DATA IN THIS EXERCISE –
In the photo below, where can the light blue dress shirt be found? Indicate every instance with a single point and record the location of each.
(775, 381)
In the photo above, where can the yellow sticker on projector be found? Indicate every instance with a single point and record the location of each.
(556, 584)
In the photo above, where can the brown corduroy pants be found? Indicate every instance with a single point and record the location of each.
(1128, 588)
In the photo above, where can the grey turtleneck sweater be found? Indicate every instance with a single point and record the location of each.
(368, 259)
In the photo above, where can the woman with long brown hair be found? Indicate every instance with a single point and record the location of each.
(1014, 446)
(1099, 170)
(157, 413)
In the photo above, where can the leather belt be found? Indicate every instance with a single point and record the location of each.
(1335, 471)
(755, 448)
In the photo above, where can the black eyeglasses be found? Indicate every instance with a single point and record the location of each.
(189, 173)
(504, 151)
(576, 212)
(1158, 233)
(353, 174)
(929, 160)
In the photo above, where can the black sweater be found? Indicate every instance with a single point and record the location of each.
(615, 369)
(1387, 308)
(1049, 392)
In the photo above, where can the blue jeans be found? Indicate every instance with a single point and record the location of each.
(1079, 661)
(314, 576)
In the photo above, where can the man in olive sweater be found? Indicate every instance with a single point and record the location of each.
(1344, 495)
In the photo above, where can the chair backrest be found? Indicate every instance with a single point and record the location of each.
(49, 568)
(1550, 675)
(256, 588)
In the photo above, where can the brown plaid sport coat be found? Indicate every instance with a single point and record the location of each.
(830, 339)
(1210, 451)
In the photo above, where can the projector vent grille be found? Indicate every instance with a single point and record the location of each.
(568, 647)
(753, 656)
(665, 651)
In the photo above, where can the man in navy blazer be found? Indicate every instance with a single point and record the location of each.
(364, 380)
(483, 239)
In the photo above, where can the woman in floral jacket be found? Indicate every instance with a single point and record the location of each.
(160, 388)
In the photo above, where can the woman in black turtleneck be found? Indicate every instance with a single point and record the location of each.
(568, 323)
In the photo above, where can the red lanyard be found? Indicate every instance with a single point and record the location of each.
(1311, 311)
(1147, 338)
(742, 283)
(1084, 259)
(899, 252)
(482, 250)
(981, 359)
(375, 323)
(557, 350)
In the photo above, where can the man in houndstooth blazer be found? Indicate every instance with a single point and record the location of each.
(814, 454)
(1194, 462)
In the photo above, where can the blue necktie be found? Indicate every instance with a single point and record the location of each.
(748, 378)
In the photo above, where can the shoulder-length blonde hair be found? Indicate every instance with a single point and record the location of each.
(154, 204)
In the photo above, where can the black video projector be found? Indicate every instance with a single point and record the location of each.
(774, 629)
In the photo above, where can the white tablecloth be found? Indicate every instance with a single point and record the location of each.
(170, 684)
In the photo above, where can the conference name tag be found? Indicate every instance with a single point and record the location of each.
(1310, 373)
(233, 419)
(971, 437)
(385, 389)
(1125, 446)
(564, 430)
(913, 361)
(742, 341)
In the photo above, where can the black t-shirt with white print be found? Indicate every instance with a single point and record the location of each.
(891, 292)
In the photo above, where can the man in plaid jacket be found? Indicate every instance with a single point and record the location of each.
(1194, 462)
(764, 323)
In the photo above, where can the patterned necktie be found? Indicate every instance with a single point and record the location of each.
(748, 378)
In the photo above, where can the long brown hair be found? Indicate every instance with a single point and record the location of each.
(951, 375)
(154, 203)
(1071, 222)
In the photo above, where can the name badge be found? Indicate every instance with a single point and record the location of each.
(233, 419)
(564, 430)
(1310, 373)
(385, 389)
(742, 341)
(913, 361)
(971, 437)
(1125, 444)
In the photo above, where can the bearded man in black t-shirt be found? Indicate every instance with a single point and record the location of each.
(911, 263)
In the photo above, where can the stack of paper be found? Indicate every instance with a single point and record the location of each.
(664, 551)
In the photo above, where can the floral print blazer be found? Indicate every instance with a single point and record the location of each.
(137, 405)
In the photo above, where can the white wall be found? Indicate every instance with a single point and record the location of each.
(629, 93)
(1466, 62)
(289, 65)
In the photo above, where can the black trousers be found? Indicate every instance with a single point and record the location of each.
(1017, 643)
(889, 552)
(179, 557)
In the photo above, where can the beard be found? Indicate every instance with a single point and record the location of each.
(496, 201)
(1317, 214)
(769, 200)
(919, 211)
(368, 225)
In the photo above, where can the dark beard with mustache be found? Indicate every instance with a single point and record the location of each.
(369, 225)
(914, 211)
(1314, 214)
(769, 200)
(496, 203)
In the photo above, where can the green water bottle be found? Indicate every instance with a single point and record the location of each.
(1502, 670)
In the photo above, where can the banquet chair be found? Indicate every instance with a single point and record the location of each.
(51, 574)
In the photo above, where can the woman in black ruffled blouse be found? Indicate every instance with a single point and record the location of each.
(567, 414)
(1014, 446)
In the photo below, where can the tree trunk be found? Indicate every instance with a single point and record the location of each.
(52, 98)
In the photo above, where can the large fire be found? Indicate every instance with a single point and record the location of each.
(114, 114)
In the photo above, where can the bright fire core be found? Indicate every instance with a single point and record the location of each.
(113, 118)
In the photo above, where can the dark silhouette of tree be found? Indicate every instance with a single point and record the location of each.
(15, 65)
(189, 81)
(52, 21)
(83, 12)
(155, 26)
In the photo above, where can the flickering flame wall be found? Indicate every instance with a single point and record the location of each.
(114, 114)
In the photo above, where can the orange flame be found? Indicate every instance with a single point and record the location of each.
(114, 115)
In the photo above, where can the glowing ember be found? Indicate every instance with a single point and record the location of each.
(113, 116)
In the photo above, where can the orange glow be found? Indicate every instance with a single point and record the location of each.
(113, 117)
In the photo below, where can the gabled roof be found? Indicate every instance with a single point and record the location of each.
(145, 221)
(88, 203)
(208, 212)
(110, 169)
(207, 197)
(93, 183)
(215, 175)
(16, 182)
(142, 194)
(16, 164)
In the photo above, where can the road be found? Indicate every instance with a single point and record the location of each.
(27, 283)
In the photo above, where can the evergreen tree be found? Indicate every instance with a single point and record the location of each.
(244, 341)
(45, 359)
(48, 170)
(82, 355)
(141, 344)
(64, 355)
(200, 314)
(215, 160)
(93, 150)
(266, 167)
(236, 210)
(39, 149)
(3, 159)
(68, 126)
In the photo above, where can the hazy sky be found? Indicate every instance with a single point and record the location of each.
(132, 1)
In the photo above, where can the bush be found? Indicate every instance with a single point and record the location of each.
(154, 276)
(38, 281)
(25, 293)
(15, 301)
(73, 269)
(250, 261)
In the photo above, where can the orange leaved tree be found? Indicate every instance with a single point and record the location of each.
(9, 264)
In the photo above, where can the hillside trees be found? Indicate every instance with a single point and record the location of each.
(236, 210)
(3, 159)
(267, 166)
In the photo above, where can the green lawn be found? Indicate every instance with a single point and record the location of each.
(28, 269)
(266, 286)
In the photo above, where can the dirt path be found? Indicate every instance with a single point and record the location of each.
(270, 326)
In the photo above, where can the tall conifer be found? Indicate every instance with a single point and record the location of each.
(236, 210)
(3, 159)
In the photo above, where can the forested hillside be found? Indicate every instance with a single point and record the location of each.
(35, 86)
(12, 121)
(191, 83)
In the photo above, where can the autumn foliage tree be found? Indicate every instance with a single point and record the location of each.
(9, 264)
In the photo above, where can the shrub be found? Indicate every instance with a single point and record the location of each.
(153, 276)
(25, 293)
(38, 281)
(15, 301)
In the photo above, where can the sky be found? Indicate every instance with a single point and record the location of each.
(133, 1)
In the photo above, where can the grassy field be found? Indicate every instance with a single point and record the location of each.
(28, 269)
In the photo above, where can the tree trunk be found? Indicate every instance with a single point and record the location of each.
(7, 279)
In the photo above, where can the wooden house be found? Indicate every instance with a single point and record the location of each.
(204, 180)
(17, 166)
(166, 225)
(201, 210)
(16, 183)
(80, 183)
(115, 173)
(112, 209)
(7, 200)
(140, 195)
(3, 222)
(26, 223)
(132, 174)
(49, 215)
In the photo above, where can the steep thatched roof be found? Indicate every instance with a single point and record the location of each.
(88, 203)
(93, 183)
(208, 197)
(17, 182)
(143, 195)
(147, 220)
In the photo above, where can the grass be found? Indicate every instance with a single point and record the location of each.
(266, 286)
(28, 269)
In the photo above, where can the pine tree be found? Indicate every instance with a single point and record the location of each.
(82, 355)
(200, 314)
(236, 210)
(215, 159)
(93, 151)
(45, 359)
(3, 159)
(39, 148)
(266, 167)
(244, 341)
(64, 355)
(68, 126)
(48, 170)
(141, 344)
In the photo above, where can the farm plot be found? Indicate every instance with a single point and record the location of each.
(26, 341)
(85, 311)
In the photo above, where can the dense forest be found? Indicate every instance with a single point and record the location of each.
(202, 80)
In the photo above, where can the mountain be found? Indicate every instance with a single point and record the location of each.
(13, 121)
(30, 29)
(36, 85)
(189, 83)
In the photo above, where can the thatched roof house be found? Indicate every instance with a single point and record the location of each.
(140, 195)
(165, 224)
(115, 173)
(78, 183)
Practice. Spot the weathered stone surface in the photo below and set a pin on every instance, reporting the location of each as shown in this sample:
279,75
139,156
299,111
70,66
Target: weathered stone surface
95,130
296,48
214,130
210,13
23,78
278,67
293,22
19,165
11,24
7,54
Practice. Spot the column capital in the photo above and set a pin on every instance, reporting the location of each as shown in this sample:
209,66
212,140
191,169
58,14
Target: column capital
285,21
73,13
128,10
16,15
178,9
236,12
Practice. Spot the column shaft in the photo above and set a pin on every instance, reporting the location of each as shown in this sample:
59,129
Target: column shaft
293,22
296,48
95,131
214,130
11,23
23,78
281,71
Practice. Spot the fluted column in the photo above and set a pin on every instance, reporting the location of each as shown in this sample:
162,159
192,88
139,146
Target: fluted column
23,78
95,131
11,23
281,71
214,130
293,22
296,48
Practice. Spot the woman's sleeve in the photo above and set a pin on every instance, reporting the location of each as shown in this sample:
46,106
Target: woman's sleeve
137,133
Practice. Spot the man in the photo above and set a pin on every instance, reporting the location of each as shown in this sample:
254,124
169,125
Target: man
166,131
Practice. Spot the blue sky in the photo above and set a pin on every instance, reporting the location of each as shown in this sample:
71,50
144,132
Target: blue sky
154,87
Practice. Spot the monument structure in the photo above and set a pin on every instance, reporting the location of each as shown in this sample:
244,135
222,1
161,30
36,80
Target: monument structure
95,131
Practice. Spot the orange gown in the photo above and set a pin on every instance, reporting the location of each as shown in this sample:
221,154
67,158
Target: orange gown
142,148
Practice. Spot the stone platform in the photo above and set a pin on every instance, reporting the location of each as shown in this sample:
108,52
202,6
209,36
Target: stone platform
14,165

WHAT THE TASK REQUIRES – Quote exactly what appears from the line containing "Target: column capital" through the final line of the listing above, including both of those lines.

WRITTEN ANSWER –
Target: column capital
285,21
73,13
128,10
16,15
178,9
236,12
Practice. Spot the column shaft in the photo above and set a pin on every instance, reporting the location of each as shown in this sample:
59,129
Target: column shaft
293,22
296,48
95,131
214,130
11,23
23,78
281,71
Practice. Spot the fluted column in the photo above and set a pin on every instance, reporting the location of each as shown in this sample:
162,159
192,88
139,146
Target: fluted column
23,78
95,131
11,23
281,71
214,130
293,22
296,48
Practice. Spot the woman's sleeve in the photo above and set a pin on every instance, reporting the location of each as shown in this sample:
46,106
Target: woman's sleeve
137,133
Practice. Spot the man in the photo above and set a pin on every instance, reporting the location of each as shown in this sample:
254,124
169,125
Target: man
166,131
Practice. Spot the blue sky in the photo above and set a pin on every instance, reporting the location of each as shown in this sample:
71,50
144,132
Target: blue sky
154,87
Practice. Spot the monument structure in the photo above and set a pin on every instance, reporting the location of each as shown in this sample:
244,135
222,1
161,30
36,80
Target: monument structure
95,131
Practice. Spot the orange gown in the photo above and set a pin on every instance, reporting the location of each as shown in this sample:
221,154
67,158
Target: orange gown
142,148
Practice. Spot the stone platform in the photo above and set a pin on every instance, reporting the location of each as shown in this sample:
108,52
202,6
209,36
Target: stone platform
14,165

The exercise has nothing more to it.